▶ **ИНСТРУКЦИЯ К ЗАДАНИЮ**
Выпишите из приведенного ниже материала без каких-либо изменений только фрагмент, который открывается строкой, содержащей «of the cumulus», и завершается строкой, содержащей «98], [391, 154]]», включая обе эти строки.

▶ **ИСХОДНЫЙ МАТЕРИАЛ**

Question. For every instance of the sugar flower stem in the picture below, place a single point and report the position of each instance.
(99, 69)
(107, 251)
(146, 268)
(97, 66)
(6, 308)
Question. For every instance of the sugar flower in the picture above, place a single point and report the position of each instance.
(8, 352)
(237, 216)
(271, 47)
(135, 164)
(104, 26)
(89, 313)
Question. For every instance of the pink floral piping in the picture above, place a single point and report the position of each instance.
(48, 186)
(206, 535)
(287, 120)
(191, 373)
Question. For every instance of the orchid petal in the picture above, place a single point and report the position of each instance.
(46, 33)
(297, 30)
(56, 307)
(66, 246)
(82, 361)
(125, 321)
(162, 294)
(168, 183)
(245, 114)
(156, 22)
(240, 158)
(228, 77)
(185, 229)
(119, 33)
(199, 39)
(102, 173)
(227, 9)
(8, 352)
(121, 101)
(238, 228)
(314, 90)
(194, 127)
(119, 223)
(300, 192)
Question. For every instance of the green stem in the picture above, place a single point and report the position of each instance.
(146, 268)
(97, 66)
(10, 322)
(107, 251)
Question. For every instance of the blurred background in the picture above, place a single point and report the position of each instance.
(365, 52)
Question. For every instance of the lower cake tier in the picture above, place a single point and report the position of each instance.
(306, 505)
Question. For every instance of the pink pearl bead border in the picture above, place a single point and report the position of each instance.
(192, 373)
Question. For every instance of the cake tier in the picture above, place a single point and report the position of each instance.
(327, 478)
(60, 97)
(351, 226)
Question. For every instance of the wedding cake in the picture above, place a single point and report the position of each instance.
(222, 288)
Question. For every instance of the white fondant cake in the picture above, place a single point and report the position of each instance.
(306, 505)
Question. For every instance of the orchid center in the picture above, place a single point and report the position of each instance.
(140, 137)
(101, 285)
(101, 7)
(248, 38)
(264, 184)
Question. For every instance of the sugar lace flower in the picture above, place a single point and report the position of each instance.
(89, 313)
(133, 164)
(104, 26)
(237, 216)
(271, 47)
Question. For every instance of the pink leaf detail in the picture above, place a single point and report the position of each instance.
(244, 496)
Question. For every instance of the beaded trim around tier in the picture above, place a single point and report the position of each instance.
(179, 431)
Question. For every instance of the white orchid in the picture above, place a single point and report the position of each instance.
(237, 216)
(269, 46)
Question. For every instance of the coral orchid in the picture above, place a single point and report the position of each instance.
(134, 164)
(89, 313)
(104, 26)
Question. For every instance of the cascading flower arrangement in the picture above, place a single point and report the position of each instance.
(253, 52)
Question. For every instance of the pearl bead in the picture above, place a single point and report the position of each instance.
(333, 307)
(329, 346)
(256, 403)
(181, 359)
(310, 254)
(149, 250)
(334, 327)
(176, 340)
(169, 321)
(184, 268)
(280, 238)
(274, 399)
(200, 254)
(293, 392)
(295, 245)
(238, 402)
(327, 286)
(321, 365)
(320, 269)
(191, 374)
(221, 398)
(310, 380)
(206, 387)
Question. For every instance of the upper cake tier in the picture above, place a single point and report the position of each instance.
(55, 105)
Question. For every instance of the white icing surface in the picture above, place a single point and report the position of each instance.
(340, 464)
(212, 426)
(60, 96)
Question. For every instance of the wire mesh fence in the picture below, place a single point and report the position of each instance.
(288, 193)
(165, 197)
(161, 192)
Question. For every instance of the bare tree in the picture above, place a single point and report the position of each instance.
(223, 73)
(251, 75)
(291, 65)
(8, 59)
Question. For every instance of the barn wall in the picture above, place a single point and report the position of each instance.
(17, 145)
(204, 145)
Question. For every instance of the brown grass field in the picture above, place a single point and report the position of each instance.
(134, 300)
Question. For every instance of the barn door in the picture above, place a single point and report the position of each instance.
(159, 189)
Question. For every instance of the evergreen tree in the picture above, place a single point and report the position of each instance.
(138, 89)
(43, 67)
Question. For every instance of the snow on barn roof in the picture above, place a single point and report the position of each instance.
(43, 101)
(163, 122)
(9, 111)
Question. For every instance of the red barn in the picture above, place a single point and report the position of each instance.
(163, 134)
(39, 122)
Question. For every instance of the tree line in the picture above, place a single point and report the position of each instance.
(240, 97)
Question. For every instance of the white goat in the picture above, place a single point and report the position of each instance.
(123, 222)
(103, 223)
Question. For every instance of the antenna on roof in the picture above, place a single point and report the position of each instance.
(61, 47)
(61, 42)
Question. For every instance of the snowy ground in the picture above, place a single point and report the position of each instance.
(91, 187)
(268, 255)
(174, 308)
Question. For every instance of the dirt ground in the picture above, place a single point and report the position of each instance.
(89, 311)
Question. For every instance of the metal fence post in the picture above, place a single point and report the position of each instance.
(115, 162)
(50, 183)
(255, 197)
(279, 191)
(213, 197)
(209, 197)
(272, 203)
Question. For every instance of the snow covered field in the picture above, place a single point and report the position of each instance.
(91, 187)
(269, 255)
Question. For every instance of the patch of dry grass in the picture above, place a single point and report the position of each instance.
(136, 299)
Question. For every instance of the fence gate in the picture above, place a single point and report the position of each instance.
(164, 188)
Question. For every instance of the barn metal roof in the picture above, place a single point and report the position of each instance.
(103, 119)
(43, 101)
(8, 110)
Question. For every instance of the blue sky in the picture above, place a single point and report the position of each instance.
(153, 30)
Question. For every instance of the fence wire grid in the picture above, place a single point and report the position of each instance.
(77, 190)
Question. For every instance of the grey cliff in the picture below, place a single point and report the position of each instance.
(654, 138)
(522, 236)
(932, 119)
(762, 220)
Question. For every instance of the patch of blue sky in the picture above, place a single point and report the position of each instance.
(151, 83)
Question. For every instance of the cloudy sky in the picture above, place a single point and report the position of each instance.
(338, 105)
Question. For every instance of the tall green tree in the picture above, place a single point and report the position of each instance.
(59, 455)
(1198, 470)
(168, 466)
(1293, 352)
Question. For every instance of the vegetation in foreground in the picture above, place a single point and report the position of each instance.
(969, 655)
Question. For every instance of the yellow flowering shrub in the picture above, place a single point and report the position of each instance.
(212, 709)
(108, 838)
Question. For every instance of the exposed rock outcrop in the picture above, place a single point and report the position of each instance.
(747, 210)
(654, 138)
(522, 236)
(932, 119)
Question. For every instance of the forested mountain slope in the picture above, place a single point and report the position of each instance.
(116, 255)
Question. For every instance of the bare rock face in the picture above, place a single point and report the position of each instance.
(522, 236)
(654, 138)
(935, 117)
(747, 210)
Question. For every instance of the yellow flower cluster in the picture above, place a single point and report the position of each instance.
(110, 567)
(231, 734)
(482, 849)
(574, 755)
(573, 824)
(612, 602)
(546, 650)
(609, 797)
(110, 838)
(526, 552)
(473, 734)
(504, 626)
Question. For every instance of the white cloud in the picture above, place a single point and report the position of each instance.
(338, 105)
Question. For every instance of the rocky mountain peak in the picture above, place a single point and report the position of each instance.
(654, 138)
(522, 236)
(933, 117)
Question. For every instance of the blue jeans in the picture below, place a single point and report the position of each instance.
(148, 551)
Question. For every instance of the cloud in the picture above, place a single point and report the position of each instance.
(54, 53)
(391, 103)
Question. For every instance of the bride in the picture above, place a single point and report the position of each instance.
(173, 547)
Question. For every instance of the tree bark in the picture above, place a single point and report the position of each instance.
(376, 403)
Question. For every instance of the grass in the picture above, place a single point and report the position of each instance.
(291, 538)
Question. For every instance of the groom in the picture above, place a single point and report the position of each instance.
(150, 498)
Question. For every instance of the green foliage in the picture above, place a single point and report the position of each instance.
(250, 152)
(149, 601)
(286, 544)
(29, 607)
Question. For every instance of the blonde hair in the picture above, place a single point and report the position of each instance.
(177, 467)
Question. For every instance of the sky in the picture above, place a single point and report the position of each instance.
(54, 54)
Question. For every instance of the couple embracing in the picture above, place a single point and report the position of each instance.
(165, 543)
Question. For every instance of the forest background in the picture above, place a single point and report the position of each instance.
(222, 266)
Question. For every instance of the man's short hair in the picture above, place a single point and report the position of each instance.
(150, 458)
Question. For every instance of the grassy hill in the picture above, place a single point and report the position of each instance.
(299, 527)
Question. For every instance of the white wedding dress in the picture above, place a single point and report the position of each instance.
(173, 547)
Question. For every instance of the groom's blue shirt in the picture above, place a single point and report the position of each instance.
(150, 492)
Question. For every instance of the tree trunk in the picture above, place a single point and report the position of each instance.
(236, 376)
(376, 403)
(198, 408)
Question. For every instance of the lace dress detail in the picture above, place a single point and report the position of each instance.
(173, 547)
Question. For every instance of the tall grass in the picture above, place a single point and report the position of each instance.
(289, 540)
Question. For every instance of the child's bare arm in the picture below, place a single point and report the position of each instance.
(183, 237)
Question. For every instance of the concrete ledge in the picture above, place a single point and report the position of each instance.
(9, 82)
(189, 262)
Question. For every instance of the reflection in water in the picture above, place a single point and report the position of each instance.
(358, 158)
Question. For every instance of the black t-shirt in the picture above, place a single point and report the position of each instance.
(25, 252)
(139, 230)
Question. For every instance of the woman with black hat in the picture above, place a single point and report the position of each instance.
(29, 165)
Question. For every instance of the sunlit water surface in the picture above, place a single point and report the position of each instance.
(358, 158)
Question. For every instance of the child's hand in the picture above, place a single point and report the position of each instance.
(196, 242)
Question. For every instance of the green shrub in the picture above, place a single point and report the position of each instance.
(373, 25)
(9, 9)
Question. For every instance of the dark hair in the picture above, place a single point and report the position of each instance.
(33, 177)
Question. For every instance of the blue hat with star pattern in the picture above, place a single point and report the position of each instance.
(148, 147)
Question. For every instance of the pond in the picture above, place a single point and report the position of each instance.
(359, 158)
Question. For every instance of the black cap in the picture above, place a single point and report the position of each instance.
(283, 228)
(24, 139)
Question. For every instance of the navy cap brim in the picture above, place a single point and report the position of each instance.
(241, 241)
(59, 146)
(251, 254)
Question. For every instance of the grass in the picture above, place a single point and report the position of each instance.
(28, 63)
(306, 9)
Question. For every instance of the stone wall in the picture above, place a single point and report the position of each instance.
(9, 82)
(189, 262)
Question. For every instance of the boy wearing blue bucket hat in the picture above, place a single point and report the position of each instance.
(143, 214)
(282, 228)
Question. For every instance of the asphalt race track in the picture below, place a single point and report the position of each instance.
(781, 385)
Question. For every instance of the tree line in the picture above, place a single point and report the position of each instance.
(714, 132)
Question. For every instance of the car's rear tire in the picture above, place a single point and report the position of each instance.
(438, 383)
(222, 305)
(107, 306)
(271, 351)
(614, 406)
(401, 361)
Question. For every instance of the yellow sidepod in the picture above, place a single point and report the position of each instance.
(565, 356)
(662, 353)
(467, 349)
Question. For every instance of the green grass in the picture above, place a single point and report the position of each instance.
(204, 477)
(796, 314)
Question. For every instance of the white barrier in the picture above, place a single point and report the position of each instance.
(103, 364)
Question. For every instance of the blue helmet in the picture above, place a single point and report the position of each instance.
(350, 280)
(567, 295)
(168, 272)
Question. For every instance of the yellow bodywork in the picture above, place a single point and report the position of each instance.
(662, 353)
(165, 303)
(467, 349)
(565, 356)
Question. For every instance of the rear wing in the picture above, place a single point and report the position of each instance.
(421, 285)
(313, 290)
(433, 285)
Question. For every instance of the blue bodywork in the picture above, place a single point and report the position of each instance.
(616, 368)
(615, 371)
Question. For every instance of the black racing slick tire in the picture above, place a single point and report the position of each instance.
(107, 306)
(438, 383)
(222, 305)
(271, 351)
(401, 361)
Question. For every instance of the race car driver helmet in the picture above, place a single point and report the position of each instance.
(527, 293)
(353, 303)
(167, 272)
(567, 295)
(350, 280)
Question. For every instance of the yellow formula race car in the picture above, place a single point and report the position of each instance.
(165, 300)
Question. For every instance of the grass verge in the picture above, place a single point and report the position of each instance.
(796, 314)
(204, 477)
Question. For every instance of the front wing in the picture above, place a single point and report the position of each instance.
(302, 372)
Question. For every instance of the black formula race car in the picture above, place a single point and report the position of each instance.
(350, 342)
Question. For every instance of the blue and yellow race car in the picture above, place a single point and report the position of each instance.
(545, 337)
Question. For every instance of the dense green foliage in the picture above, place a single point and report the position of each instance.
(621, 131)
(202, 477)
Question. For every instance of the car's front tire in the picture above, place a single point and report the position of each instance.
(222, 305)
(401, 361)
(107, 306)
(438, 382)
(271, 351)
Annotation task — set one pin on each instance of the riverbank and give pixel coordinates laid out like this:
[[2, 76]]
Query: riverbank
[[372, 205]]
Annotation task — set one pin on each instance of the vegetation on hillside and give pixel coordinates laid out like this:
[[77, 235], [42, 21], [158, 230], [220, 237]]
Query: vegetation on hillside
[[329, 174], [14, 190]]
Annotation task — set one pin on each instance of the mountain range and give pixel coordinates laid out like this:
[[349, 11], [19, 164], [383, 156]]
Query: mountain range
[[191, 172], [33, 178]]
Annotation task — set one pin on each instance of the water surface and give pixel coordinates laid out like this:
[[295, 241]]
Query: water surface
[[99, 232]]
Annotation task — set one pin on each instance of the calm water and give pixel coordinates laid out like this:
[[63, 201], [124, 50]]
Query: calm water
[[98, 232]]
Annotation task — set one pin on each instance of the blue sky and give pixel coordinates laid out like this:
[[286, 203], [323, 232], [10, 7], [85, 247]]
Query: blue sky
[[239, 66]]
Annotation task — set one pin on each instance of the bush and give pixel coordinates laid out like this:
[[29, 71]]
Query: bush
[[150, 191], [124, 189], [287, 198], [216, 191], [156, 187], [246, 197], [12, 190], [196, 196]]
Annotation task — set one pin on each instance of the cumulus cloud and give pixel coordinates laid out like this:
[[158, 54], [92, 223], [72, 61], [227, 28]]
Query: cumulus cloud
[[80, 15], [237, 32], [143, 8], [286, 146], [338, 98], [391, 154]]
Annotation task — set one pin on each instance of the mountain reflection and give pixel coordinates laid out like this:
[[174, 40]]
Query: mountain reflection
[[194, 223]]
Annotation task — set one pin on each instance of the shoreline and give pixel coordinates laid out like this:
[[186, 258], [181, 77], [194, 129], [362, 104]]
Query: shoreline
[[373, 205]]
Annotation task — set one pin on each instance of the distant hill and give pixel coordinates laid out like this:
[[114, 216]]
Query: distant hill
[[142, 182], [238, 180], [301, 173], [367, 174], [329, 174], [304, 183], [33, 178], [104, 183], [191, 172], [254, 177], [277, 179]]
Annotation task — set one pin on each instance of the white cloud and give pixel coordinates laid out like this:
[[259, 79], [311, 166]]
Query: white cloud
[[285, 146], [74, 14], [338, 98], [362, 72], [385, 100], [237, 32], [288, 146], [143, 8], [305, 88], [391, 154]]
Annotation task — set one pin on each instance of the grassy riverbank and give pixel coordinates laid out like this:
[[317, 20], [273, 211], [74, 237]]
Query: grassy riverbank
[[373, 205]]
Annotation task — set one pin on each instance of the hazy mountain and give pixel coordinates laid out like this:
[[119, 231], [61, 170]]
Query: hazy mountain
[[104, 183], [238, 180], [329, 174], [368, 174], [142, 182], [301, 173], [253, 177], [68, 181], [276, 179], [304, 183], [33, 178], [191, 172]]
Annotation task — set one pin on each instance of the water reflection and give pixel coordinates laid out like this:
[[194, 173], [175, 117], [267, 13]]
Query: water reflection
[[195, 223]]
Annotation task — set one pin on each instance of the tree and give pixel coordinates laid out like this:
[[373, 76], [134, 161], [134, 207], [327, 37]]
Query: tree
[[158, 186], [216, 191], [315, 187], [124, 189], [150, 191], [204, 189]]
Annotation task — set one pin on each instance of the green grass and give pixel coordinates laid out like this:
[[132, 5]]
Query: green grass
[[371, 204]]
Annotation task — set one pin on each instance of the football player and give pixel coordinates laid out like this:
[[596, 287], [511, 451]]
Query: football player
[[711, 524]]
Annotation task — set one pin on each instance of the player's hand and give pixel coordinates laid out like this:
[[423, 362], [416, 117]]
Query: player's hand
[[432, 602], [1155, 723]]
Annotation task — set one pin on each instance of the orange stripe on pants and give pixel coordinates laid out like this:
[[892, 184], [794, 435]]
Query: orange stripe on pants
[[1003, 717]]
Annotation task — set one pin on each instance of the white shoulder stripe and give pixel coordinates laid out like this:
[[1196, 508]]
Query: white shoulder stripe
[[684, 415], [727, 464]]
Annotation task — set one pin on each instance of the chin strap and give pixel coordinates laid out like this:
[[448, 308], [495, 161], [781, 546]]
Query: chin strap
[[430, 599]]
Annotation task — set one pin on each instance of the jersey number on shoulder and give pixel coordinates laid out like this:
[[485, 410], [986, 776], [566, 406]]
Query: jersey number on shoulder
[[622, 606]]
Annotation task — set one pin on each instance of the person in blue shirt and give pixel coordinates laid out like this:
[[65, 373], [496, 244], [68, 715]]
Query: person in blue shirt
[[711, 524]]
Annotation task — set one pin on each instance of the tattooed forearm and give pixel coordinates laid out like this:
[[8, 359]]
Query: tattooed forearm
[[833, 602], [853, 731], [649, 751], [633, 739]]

▶ **ОТВЕТ К ЗАДАНИЮ**
Annotation task — set one pin on each instance of the cumulus cloud and give pixel coordinates laid out like this:
[[158, 54], [92, 223], [72, 61], [227, 28]]
Query: cumulus cloud
[[80, 15], [237, 32], [143, 8], [286, 146], [338, 98], [391, 154]]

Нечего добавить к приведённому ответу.